**Text passage:**
--*--
# Delaware County



## delawareshroomer

As I said in other page, from delaware and went out earlier this week with no luck. As am fairly new to are don't have any spots or areas to search. Did try in the state park past Monday, yet haven't been out in this area since. If any other posters have luck in this area I would love to hear about it. Thanks.


----------



## delawareshroomer

Well looks like I might be only shroomer here from delaware. Went out for 3 hours yest and 4 today in state park and zilch. Woods I was in look great just can't find any. From what I read from others, are not havin much luck in this area either. Gonna keep walking and lookin till find them or die tryin.


----------



## cbus82

I am will be hunting in the Delaware area tomorrow and will post if I find any. 


Have you found any in years past where you are looking?


----------



## delawareshroomer

Just moved to area recently so haven't found any per say here. Would love to hear about any you find. Don't wanna be rude but you hunt public or private in delaware?
Since never been out in this area I am limited to public land and so far no luck up here, though did find 50 blacks in Vinton last week.


----------



## cbus82

Tomorrow in Delaware my buddies parents are letting us hunt on their property.

Other than the few people I know with private land, I am pretty limited to public as well.


----------



## delawareshroomer

I am sooo jealous. I only wish I also had some private ares to hunt in this region. Thinkin maybe just not here yet, probably put 12-15 hrs in last couple weeks in this area and nada. Have heard some people say don't see to many blacks or greys in this area, just yellows and might be to soon. I hunted on private land in Vinton and ironically owner was originally from delaware and he said that he only ever found yellows up this way, and he lived in this area for 20 plus years. Wish you luck tomorrow.


----------



## sciotoguy

Ya,, hold off for the yellows,,,, the blacks are far and few between up here. Wont belong,,,, i hope


----------



## delawareshroomer

Scioto what area of the state are you from?


----------



## sciotoguy

Powell


----------



## delawareshroomer

You hunt much in delaware county? I have been limited to the state park on 23. Just tryin to find someone who has found any in this park so that I know my time there is not being wasted. Thanks.
--*--
**Recorded data:**
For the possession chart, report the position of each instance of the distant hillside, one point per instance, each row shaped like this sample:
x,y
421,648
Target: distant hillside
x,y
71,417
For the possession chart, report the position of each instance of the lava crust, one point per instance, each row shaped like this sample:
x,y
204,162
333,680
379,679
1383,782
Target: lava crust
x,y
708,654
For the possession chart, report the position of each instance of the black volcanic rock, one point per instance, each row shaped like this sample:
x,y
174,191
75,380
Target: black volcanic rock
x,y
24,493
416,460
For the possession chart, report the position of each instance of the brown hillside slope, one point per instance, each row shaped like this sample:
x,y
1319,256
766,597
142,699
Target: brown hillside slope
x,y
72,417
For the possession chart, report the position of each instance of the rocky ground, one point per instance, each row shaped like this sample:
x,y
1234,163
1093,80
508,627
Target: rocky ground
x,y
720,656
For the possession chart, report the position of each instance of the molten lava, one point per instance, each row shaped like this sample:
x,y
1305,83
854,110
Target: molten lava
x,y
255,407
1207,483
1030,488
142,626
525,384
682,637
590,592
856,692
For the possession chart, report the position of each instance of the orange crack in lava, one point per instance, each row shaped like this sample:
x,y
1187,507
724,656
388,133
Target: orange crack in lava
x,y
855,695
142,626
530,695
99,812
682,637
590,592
--*--
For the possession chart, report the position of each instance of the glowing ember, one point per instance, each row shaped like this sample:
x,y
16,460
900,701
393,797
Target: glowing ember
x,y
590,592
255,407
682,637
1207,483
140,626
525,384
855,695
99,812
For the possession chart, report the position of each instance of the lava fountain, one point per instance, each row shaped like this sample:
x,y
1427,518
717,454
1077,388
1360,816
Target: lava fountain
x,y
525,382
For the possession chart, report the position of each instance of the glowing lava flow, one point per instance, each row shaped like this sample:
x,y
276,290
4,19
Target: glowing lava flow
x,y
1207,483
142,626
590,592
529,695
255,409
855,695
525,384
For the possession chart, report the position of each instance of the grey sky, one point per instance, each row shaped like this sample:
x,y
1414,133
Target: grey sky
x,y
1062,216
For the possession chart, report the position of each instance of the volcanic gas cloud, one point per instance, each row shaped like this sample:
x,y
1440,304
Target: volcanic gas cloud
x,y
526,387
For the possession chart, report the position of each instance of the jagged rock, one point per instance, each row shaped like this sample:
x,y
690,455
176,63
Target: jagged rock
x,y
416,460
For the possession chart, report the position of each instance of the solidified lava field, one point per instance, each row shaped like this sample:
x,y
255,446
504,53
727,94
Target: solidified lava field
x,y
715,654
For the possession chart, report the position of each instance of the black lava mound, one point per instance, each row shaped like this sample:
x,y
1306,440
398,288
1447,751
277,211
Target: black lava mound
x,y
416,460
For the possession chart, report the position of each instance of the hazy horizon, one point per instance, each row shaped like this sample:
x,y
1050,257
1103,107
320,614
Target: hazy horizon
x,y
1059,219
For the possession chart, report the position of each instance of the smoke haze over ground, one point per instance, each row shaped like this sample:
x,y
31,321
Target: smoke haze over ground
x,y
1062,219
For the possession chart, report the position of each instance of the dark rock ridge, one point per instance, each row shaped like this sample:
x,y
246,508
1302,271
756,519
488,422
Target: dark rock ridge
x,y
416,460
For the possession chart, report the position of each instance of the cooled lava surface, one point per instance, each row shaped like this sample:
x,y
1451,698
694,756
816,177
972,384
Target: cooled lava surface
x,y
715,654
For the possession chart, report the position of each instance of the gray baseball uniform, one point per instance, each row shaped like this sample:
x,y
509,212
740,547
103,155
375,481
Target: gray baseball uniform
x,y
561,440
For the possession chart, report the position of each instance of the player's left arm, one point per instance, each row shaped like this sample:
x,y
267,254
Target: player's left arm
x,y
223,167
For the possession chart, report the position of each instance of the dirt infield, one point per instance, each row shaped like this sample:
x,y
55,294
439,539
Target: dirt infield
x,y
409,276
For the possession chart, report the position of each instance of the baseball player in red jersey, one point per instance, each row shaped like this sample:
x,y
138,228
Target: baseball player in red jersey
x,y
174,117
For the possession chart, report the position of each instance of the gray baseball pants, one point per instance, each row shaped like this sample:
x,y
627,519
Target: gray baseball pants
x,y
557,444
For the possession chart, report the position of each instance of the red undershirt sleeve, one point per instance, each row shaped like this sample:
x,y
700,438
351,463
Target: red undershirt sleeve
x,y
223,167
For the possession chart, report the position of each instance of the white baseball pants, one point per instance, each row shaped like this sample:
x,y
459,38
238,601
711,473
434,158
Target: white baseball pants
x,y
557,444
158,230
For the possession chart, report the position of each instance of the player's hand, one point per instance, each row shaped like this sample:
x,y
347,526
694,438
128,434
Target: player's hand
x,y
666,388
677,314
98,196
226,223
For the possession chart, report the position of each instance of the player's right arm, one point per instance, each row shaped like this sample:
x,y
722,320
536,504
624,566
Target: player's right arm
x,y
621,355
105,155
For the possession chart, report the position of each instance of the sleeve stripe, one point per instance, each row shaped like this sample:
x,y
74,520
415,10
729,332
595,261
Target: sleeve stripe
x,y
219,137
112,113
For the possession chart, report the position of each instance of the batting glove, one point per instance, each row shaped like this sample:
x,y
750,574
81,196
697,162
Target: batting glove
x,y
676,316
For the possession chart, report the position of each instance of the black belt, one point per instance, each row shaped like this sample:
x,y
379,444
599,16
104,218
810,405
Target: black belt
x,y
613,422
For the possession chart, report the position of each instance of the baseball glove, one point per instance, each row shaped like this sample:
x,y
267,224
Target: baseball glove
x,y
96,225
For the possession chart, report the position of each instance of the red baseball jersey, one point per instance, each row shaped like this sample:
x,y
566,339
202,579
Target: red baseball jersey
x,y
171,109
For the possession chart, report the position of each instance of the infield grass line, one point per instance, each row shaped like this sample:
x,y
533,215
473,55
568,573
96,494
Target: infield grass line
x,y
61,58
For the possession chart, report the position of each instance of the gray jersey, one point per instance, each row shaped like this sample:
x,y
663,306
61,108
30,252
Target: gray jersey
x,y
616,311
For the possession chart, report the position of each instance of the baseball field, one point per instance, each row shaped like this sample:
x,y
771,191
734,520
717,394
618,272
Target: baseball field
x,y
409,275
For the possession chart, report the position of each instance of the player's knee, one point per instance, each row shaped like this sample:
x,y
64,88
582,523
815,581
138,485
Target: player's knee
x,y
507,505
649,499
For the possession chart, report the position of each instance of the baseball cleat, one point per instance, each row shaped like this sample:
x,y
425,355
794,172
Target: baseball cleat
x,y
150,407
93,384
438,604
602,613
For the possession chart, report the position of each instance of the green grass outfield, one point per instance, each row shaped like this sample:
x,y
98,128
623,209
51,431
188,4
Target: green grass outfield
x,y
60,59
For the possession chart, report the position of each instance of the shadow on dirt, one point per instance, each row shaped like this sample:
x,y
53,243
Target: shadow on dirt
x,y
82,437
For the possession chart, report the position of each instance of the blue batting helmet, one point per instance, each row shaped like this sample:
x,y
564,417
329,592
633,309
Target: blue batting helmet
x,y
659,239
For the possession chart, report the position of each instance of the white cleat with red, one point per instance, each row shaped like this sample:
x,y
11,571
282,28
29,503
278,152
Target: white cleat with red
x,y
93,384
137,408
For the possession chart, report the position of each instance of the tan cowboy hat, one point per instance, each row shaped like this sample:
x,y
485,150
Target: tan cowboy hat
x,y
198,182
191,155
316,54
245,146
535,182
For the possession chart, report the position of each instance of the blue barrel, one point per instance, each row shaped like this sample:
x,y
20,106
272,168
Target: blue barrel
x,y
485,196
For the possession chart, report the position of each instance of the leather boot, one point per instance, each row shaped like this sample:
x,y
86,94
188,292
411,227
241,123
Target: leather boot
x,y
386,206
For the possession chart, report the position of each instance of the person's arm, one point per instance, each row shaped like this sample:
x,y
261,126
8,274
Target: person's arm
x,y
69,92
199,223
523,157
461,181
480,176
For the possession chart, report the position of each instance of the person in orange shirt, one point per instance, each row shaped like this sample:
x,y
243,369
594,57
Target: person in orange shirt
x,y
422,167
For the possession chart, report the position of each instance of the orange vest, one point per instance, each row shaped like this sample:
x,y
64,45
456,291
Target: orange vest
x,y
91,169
--*--
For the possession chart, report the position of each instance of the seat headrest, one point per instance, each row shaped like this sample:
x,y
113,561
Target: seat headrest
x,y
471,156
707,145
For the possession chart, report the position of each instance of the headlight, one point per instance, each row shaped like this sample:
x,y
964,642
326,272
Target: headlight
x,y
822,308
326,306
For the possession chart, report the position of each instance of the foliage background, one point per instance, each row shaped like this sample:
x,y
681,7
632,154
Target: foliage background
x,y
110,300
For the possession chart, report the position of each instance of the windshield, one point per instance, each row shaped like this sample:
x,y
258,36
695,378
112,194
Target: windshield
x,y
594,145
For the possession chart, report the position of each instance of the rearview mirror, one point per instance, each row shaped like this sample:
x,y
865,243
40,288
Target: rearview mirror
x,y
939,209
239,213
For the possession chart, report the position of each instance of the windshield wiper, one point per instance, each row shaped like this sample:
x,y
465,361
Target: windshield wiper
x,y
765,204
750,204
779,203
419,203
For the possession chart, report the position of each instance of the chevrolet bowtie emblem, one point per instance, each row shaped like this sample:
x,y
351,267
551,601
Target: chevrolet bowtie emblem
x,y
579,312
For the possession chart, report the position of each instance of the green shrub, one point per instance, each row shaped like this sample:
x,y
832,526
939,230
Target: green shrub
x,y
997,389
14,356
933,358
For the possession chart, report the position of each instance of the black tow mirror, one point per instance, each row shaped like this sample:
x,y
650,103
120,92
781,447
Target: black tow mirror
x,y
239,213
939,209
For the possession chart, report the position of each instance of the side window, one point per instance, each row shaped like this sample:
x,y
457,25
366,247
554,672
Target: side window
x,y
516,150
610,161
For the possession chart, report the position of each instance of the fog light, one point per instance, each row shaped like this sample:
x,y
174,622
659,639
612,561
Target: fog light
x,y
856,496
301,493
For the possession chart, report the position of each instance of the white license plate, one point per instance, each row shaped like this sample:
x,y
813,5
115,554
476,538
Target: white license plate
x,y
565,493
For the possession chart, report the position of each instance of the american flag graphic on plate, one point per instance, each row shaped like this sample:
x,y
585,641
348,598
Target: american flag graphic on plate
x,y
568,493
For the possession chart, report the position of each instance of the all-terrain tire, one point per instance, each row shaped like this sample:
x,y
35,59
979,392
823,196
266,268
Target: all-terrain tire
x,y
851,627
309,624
--*--
Reproduce the Delaware County thread word for word between "Well looks like" and "I find any.", inclusive.

Well looks like I might be only shroomer here from delaware. Went out for 3 hours yest and 4 today in state park and zilch. Woods I was in look great just can't find any. From what I read from others, are not havin much luck in this area either. Gonna keep walking and lookin till find them or die tryin.


----------



## cbus82

I am will be hunting in the Delaware area tomorrow and will post if I find any.